◆ Directions for this task
Search term "window": work out how many lines of the data below contain it, and answer with that number alone.
(Records for this exercise Opens)
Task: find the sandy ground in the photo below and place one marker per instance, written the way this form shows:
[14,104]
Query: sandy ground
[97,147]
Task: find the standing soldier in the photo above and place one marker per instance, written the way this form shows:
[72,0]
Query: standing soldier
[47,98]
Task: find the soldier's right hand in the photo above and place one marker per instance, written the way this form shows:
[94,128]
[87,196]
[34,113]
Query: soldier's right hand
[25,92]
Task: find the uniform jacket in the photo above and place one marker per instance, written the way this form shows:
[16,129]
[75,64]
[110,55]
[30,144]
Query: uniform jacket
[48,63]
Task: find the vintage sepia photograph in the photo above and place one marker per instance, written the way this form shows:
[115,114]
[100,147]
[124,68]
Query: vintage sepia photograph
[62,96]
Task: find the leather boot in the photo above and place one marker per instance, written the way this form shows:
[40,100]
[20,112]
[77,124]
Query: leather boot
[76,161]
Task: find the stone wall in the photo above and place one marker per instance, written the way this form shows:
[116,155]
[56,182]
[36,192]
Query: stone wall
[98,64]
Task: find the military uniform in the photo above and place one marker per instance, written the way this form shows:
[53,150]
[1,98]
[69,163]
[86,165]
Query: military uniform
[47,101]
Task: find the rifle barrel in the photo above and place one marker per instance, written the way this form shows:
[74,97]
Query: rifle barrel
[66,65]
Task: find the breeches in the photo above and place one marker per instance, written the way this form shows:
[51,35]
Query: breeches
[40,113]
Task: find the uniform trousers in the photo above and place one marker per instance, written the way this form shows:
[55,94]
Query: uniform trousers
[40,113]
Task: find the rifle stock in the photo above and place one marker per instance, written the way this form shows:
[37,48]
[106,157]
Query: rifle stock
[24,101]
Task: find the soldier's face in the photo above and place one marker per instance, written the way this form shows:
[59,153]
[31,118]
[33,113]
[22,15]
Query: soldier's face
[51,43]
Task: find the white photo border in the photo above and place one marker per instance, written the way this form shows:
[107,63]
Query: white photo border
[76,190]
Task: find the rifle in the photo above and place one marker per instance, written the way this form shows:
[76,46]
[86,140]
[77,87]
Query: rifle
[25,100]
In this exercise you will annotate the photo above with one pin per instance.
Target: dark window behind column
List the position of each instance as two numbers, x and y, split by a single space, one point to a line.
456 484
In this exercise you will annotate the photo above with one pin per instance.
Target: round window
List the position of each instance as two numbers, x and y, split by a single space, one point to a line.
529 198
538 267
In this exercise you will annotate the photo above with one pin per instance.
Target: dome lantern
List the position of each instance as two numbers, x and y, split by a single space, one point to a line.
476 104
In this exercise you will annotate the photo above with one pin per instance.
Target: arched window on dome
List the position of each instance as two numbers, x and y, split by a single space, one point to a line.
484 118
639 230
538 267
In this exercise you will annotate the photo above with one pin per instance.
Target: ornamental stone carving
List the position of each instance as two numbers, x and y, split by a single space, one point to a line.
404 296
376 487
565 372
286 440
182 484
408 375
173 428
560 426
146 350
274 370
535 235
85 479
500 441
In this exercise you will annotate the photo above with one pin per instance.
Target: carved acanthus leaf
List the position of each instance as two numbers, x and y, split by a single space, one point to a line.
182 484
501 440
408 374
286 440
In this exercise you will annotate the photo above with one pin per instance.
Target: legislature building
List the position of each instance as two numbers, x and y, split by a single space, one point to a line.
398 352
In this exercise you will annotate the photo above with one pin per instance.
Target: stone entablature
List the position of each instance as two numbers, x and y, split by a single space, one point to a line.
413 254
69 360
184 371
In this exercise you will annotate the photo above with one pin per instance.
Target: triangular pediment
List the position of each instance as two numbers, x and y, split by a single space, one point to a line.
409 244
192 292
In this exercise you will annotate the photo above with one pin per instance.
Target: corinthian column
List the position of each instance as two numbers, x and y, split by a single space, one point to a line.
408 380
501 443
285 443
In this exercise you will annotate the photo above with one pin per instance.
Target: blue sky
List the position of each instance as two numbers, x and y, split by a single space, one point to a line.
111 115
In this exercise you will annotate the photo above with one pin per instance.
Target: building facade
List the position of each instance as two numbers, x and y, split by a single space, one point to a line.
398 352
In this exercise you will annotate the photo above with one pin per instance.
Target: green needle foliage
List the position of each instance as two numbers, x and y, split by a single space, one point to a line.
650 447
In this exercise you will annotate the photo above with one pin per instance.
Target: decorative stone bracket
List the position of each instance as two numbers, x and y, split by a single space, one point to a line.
(Records for this exercise Closes)
◆ Answer box
3